Reproduce the items below verbatim, beginning at the first one and ending after the line that contains "591], [542, 510, 608, 627]]", with both ends included. Leave the pictures out of your answer.

== == ==

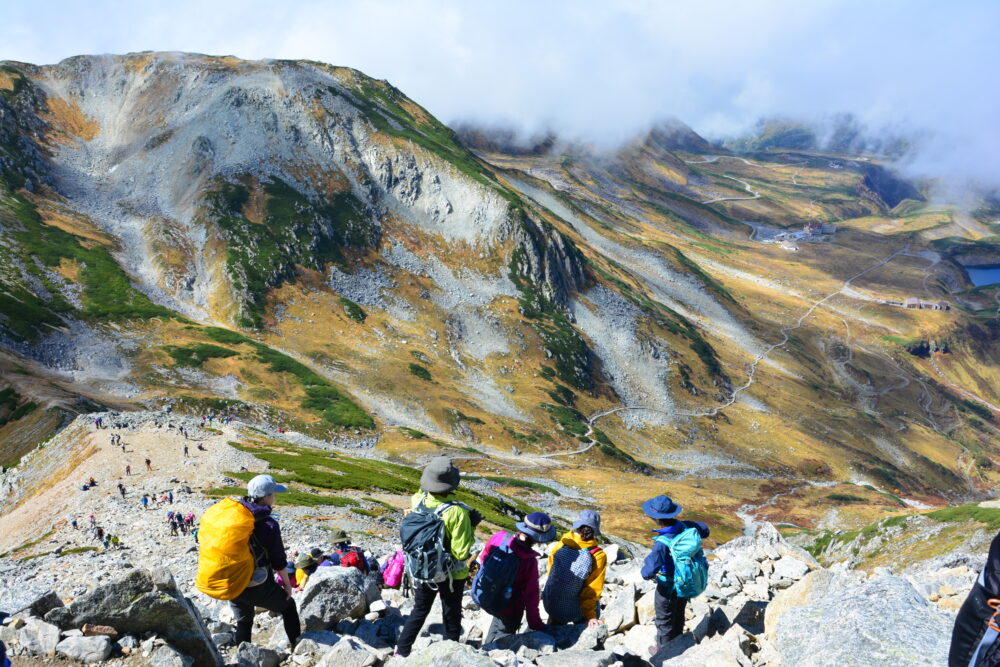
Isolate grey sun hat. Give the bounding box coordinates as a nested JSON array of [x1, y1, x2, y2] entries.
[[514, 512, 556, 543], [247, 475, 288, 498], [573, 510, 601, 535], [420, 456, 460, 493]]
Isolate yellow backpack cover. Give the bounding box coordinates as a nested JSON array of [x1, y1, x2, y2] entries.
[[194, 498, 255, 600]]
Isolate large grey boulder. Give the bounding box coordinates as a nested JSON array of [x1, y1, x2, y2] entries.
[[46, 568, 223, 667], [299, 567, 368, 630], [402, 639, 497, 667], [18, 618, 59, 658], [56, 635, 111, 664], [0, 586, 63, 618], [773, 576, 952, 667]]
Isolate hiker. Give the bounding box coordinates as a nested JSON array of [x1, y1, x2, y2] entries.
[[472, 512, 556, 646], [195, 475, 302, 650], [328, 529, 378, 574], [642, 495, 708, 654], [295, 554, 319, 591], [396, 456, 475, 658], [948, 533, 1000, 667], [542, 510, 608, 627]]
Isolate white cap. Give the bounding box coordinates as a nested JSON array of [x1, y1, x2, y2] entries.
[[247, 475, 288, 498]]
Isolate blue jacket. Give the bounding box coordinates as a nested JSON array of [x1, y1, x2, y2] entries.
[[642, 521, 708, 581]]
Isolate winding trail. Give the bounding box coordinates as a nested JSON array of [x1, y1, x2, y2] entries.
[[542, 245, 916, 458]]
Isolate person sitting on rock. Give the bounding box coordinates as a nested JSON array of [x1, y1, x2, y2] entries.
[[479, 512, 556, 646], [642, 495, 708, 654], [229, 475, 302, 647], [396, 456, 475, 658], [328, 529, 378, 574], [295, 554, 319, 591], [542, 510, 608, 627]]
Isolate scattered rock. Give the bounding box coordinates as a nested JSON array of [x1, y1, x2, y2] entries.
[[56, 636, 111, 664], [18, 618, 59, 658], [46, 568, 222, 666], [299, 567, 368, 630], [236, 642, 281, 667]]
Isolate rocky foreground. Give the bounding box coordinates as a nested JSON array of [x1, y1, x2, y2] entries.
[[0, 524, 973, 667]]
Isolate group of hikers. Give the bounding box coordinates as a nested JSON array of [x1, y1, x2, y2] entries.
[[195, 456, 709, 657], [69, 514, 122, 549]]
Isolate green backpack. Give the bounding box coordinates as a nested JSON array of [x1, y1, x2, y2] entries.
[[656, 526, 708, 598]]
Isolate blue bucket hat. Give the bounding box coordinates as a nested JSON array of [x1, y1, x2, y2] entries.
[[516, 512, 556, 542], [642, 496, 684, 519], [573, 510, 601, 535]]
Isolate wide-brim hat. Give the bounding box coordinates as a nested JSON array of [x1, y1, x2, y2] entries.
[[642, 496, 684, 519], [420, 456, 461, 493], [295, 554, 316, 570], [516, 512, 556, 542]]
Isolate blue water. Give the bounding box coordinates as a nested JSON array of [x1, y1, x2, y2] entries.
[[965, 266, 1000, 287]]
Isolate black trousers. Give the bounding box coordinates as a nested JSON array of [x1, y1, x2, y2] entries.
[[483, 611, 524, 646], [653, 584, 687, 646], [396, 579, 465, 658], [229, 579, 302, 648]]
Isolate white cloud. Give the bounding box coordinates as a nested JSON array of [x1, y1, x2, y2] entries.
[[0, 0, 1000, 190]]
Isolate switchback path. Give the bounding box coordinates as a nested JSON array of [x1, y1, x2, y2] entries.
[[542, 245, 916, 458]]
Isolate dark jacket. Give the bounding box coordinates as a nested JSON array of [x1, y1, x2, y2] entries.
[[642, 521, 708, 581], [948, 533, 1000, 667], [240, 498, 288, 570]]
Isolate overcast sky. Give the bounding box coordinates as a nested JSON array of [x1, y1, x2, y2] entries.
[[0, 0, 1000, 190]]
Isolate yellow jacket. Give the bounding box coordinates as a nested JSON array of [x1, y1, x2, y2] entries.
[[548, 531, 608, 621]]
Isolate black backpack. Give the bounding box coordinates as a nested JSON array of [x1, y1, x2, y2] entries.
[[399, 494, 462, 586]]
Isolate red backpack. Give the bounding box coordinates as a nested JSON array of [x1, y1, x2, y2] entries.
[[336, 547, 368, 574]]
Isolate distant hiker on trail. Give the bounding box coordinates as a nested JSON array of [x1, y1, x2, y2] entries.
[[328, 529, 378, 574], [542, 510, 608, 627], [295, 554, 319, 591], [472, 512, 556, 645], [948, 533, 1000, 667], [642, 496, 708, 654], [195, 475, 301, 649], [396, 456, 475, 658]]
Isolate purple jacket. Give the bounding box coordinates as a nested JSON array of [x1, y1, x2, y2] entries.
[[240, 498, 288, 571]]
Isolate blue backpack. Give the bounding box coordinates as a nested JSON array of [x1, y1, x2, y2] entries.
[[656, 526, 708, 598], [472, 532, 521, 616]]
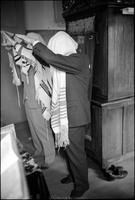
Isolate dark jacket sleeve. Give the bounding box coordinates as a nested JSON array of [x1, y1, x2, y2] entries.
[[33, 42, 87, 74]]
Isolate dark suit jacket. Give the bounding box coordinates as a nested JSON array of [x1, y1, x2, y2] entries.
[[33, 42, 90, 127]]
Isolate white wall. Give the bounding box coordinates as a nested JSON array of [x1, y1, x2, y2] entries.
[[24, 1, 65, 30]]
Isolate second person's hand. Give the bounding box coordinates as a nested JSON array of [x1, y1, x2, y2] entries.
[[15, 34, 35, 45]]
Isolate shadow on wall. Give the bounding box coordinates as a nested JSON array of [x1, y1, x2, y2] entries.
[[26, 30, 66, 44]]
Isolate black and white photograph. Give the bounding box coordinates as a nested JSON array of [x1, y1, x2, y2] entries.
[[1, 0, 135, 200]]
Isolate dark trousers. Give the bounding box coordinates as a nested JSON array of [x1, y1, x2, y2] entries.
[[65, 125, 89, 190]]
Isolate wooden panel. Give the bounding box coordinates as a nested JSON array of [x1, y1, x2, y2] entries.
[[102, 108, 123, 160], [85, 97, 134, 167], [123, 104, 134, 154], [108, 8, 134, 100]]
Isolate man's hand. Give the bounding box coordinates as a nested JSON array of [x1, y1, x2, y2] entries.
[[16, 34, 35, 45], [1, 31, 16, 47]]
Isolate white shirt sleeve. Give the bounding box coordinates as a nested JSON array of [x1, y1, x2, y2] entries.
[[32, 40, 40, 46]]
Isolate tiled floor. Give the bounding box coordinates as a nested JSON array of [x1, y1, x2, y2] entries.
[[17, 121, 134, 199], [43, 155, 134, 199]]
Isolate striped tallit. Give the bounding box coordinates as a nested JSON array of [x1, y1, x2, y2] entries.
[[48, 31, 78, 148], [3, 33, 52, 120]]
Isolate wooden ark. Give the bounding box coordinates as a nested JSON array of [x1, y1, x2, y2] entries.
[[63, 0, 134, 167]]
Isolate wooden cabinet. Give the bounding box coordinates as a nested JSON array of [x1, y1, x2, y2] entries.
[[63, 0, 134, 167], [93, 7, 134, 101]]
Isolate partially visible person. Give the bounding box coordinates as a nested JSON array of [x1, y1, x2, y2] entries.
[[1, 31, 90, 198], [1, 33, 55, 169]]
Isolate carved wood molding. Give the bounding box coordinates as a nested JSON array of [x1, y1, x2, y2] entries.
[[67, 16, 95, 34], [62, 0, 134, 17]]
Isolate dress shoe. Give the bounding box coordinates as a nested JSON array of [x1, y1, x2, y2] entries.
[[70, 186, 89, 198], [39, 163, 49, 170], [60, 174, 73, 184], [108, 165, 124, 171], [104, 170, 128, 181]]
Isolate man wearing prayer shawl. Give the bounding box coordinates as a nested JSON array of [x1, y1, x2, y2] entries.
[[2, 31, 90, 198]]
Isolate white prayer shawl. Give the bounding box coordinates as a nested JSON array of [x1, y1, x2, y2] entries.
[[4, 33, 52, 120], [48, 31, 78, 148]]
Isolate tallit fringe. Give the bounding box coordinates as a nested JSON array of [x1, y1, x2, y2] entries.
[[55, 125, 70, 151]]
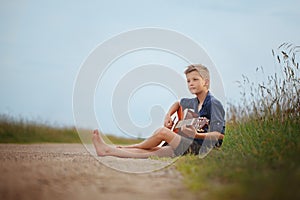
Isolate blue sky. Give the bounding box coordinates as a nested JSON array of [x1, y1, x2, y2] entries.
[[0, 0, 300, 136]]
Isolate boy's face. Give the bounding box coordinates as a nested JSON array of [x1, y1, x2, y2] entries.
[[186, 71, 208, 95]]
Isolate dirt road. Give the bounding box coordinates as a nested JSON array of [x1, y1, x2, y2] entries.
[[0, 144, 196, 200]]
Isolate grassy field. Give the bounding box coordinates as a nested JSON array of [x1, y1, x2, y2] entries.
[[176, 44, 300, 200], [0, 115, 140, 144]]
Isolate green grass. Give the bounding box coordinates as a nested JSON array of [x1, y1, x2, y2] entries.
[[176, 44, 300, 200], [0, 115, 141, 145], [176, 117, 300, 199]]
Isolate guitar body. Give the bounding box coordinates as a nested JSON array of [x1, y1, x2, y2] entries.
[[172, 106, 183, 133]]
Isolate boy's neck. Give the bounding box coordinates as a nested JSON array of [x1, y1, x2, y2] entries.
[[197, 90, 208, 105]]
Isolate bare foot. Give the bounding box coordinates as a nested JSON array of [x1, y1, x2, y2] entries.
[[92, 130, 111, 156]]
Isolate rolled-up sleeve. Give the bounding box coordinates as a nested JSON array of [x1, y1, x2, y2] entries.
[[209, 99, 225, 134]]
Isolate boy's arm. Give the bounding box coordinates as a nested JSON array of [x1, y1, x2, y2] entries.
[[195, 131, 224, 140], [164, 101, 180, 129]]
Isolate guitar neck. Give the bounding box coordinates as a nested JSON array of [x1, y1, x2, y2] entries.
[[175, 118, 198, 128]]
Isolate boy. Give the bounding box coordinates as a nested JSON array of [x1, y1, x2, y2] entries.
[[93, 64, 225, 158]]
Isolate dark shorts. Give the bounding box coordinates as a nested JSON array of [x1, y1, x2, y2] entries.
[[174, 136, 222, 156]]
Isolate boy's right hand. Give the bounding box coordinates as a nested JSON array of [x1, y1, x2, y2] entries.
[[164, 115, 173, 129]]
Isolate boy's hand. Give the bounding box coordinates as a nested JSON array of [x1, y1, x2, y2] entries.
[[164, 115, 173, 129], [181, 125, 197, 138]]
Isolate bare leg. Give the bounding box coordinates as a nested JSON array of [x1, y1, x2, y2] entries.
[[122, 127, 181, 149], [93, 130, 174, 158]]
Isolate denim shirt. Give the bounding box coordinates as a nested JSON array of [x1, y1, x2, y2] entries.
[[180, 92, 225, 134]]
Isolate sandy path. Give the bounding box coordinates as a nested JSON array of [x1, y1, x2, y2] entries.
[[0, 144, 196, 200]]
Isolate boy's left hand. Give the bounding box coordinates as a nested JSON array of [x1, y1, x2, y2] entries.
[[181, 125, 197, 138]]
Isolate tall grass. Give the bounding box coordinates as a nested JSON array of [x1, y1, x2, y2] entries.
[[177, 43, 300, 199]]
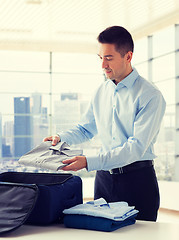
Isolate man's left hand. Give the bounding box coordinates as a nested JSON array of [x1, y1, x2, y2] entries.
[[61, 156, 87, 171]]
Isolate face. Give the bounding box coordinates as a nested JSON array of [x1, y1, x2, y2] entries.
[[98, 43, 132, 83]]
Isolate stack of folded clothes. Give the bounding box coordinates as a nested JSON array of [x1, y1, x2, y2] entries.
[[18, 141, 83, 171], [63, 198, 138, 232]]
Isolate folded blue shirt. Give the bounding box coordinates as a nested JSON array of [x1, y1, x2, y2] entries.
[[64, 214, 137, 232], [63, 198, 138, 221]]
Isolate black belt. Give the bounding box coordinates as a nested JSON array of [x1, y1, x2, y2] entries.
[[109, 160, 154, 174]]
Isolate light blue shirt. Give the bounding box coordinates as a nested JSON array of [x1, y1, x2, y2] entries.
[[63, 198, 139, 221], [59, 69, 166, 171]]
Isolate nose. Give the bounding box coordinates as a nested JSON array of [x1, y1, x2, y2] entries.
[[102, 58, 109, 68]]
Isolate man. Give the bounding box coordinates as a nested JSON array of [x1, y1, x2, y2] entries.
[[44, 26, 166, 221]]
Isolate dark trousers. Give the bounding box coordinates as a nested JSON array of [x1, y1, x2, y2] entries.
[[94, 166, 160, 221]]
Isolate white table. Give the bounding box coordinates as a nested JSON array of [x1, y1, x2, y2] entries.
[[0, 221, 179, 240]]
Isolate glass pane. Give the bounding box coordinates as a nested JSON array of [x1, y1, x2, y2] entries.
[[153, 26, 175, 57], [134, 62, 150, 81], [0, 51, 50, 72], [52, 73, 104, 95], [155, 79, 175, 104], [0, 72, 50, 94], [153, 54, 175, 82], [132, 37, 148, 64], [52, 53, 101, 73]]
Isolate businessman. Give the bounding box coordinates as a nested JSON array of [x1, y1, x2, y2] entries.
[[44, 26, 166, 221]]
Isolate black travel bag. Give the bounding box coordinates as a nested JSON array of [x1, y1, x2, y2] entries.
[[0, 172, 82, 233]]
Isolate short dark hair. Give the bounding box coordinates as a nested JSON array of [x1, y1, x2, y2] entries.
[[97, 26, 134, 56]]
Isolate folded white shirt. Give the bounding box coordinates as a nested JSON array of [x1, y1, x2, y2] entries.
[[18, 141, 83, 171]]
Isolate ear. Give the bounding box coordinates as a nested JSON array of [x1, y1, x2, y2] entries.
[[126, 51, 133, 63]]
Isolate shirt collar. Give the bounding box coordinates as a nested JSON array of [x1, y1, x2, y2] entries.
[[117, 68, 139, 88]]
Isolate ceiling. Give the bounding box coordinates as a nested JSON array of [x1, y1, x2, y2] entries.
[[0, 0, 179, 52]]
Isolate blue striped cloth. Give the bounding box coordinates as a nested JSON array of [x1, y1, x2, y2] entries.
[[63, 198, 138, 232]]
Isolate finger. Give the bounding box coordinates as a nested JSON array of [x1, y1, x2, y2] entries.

== == ==

◆ Reply
Isolate grey sun hat. Give the bounding box coordinates as a nested JSON array of [x1, y1, x2, y2] entries.
[[514, 512, 556, 543], [247, 475, 288, 498], [573, 510, 601, 535], [420, 456, 460, 493]]
Isolate yellow backpack cover. Give the bounding box coordinates as a nested JSON array of [x1, y1, x2, y2] entries.
[[194, 498, 255, 600]]
Isolate large grey boulder. Give the bounding box coordinates as a nested JSON array of [x1, y1, x2, y2] entries.
[[46, 568, 223, 667], [299, 567, 368, 630], [402, 639, 497, 667], [18, 618, 59, 658], [56, 635, 111, 664], [0, 586, 63, 618], [773, 576, 952, 667]]
Isolate hiker. Give the bounding box coordinates as a nested JSON array of [x1, y1, x2, y2] entries.
[[472, 512, 556, 646], [195, 475, 302, 650], [328, 529, 378, 574], [642, 495, 708, 654], [295, 554, 319, 591], [396, 456, 475, 658], [948, 533, 1000, 667], [542, 510, 608, 627]]
Isolate white cap. Give the bounding box coordinates as a nested JSON array of [x1, y1, x2, y2] entries.
[[247, 475, 288, 498]]
Isolate blue jacket. Give the bounding box coordinates as a nested JSON array of [x1, y1, x2, y2] entries.
[[642, 521, 708, 581]]
Isolate winding trail. Give the bounding box coordinates as a nested JSON array of [x1, y1, x2, y2] entries.
[[542, 245, 916, 458]]
Isolate person sitting on rock. Give the bounding box coordinates as a nested JSON array of [x1, y1, x2, y2] entries.
[[479, 512, 556, 646], [642, 495, 708, 654], [229, 475, 302, 647], [396, 456, 475, 658], [328, 529, 378, 574], [295, 554, 319, 591], [542, 510, 608, 627]]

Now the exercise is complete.